Stated problem: Starting at the line that contains "Annotate each instance of the cab", copy each line through the end of the listing below. Include both ends and output nothing more.
_ _ _ _ _ _ _
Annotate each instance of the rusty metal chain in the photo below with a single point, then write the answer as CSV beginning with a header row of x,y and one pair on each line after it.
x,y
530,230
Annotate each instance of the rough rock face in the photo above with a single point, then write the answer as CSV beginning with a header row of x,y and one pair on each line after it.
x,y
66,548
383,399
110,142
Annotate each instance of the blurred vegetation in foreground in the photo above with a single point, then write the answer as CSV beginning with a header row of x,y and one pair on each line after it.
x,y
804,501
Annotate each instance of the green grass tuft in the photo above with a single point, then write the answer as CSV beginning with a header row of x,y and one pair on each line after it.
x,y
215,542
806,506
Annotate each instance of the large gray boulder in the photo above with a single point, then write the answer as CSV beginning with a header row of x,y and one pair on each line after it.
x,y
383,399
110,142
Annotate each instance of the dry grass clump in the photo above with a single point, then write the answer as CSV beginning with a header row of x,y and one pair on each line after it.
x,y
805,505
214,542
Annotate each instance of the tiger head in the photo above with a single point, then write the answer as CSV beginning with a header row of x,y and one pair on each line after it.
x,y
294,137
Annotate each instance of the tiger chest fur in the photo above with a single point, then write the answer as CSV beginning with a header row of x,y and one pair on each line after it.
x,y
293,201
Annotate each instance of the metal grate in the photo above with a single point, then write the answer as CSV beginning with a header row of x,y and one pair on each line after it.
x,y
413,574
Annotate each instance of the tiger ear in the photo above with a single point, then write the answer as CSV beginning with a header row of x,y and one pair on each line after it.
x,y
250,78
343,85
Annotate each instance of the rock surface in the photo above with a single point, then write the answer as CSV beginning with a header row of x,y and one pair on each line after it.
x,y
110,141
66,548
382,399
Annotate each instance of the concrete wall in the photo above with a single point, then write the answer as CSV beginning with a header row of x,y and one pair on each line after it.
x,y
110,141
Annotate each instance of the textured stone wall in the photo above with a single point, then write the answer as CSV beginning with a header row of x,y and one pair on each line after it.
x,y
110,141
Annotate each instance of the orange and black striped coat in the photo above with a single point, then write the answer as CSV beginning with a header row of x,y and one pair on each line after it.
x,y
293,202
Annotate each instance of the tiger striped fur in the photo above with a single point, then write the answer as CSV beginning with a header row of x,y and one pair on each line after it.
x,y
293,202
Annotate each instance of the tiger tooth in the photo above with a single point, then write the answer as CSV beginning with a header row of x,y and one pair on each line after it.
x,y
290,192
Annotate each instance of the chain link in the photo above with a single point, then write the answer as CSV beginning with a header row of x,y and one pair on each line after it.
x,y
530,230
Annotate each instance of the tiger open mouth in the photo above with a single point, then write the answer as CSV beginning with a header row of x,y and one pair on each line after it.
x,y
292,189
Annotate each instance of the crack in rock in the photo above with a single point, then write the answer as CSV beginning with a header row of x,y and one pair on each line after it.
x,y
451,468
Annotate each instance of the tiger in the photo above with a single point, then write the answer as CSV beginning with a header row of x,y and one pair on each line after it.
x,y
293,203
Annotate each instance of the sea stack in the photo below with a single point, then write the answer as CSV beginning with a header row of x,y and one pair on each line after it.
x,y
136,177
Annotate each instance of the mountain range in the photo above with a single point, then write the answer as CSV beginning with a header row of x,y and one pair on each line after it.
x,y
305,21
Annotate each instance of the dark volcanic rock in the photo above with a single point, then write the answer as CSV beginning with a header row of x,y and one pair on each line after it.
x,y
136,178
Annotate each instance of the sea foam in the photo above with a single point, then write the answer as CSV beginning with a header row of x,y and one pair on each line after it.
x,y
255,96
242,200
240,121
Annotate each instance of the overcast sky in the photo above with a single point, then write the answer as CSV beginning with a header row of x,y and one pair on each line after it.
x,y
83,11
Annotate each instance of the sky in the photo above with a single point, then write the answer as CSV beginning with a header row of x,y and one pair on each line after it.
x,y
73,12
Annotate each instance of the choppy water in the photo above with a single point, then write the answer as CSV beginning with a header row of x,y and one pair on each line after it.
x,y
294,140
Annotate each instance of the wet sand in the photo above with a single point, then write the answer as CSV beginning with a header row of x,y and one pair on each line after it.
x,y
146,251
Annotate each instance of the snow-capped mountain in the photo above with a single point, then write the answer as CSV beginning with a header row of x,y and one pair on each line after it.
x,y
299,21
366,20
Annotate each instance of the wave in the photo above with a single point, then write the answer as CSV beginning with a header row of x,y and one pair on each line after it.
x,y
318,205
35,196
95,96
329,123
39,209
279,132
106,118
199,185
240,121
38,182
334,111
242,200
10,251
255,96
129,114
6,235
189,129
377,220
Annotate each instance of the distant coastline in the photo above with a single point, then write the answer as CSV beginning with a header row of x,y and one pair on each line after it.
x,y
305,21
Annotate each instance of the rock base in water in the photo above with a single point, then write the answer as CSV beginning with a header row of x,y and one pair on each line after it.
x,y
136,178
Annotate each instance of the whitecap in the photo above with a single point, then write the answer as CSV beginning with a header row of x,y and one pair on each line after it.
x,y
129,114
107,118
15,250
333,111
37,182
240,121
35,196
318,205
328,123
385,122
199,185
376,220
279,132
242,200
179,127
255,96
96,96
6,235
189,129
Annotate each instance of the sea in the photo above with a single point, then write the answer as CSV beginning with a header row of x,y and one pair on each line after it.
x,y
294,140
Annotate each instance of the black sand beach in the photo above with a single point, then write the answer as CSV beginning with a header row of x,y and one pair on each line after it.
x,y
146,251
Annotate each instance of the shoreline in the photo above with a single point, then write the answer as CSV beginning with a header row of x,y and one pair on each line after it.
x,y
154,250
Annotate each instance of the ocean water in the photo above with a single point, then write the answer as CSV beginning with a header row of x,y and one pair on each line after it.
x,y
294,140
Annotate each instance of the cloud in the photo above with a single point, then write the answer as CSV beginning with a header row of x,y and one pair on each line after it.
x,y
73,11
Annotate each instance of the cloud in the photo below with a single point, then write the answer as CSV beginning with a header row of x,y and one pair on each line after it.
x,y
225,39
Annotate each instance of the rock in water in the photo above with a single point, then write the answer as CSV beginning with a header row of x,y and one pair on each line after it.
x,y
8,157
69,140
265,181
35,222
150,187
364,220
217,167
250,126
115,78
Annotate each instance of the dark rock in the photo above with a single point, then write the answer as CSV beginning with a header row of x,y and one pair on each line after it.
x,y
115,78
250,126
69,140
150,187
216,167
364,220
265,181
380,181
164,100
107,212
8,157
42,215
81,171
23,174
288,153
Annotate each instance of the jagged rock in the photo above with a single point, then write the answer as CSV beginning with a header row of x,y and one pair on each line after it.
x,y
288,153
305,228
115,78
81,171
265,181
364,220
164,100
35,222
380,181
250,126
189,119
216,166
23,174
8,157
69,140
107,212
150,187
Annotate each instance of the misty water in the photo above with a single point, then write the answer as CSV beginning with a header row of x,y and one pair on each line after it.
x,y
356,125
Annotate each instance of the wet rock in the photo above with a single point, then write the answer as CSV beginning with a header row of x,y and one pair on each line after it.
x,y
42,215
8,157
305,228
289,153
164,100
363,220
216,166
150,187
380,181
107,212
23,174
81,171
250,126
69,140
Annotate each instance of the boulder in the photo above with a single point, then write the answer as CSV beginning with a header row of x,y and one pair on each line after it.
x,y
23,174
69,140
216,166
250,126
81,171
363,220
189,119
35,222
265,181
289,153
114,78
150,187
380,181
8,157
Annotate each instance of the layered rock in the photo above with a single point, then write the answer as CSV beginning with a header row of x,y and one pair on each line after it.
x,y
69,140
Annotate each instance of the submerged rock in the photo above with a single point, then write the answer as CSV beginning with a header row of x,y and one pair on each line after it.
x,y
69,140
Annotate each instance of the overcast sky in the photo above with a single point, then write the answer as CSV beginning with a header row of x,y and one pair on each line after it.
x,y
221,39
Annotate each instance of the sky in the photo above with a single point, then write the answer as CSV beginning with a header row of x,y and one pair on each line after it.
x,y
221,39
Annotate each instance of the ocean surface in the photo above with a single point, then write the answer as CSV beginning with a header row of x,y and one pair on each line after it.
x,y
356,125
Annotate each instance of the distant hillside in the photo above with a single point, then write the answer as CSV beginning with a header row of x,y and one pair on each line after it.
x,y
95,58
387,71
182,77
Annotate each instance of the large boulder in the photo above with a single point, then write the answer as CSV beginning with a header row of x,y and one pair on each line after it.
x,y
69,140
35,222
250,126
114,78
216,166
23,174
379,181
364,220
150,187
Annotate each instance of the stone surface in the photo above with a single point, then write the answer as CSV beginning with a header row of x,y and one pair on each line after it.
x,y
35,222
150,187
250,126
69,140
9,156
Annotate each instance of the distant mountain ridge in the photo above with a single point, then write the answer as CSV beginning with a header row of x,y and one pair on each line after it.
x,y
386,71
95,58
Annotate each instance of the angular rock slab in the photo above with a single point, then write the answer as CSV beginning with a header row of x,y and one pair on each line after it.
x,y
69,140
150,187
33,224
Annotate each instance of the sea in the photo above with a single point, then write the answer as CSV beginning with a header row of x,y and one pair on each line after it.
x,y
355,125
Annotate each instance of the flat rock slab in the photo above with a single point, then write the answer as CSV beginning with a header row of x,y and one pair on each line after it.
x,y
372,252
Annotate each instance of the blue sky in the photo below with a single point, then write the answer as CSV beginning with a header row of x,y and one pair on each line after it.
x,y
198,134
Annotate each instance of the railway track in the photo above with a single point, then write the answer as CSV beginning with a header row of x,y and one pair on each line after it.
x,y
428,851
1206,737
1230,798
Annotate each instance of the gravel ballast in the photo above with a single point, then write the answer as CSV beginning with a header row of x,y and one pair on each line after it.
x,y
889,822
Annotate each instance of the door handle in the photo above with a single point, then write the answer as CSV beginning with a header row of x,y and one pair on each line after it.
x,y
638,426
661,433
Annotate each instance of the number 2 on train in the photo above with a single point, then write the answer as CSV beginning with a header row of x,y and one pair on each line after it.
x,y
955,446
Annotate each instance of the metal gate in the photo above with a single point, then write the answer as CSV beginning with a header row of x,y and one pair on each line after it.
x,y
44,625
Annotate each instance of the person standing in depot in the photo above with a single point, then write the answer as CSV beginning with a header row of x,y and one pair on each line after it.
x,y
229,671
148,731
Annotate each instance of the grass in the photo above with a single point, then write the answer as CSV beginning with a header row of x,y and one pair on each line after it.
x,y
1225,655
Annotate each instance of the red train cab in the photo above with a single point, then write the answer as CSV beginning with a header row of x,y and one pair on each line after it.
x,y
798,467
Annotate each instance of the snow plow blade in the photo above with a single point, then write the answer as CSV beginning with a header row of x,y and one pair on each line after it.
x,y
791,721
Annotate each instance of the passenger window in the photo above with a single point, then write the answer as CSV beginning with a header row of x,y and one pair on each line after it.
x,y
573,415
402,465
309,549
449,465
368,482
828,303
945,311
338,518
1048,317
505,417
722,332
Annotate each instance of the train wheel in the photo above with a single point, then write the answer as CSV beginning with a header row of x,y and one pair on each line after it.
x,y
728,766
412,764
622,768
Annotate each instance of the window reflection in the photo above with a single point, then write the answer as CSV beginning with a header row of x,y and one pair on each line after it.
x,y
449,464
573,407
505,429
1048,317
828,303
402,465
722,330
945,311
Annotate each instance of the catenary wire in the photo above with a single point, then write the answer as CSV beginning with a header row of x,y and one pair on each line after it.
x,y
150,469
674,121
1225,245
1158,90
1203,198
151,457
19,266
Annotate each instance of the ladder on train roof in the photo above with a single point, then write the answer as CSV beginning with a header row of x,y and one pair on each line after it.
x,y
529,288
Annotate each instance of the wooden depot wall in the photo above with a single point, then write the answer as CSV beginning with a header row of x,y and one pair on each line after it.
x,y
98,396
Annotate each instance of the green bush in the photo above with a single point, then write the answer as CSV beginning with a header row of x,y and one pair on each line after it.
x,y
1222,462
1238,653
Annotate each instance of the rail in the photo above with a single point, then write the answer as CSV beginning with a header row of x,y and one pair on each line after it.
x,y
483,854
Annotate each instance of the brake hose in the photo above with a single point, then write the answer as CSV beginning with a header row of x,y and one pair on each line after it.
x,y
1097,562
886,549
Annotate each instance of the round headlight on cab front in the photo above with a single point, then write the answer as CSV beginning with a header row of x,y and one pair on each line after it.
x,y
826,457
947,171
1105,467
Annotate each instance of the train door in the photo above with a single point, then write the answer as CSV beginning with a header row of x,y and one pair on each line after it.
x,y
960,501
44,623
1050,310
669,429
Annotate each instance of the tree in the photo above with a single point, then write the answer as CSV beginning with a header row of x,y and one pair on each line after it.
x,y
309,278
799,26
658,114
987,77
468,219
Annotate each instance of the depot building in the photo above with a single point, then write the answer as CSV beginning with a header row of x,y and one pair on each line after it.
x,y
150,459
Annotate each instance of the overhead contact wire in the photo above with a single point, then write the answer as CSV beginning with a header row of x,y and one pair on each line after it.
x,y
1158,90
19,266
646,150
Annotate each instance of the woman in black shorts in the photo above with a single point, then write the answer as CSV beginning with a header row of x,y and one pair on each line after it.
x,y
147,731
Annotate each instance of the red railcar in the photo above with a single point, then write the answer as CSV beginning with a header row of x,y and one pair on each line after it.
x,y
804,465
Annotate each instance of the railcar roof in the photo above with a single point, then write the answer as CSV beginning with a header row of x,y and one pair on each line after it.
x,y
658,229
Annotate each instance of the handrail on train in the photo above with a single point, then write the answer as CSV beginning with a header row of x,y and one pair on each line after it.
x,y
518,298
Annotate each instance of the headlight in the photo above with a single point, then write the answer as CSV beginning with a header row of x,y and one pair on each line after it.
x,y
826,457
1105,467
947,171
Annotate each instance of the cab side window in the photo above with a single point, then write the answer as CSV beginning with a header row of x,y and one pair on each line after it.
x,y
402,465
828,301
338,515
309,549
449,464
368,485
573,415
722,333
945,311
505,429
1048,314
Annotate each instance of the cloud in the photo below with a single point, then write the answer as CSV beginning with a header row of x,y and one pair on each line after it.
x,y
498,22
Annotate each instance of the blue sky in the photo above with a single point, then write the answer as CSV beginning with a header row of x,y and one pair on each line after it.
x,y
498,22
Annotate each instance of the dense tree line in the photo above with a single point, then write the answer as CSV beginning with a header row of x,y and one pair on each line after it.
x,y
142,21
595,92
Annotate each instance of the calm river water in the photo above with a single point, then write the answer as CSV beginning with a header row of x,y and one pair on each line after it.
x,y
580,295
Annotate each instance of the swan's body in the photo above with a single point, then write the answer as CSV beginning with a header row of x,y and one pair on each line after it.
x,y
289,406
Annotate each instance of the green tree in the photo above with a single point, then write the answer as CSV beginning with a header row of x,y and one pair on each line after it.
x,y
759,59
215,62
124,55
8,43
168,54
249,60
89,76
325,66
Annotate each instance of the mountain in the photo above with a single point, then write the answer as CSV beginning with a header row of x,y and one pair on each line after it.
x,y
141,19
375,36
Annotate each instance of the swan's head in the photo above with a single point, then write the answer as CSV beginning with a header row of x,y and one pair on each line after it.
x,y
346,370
_ _ _ _ _ _ _
Response:
Annotate each instance of the cab side window in the photo above with a single point, then write the answer as CSV beginning with a header row of x,y and one pair on each line after it.
x,y
402,465
828,301
338,515
309,549
449,464
368,485
573,415
722,333
945,311
505,429
1048,314
Annotate each instance of the cloud in the photo below with a single point, then write the answer as CSV beginning with a header row of x,y and one pair on each line after it.
x,y
498,22
Annotate each instance of the blue sky in the photo above with a single point, then write the answer as CSV beginning with a header row of x,y and one pair on each line after it.
x,y
498,22
Annotate each instance of the dense tree line in the photo above with a single point, then write the answer as CSV beginning with a header row of x,y and one pair on each line after it.
x,y
142,21
595,92
Annotate each instance of the calm river water in the photo above with a single point, then write the answer as CSV beginning with a header row of x,y and one pair on each line after it.
x,y
580,295
Annotate each instance of the swan's body in the photo above with a single point, then write the answer as CSV beginning with a header row of x,y and one pair on each line after it.
x,y
289,406
Annotate each instance of the green tree in the photo above with a single point, then write the answer as CSV beginning with a header row of x,y and one pair on each line after it.
x,y
759,59
215,62
124,55
8,43
168,54
249,60
89,76
325,66
Annotate each instance of the mountain in the photo above with a single point, then write the answer as CSV beginning with a header row of x,y and one pair on each line after it.
x,y
141,19
375,36
Annotate each instance of the swan's head in the photo above with a single point, then write the answer as CSV beginning with a header row of x,y and one pair on each line after it.
x,y
346,370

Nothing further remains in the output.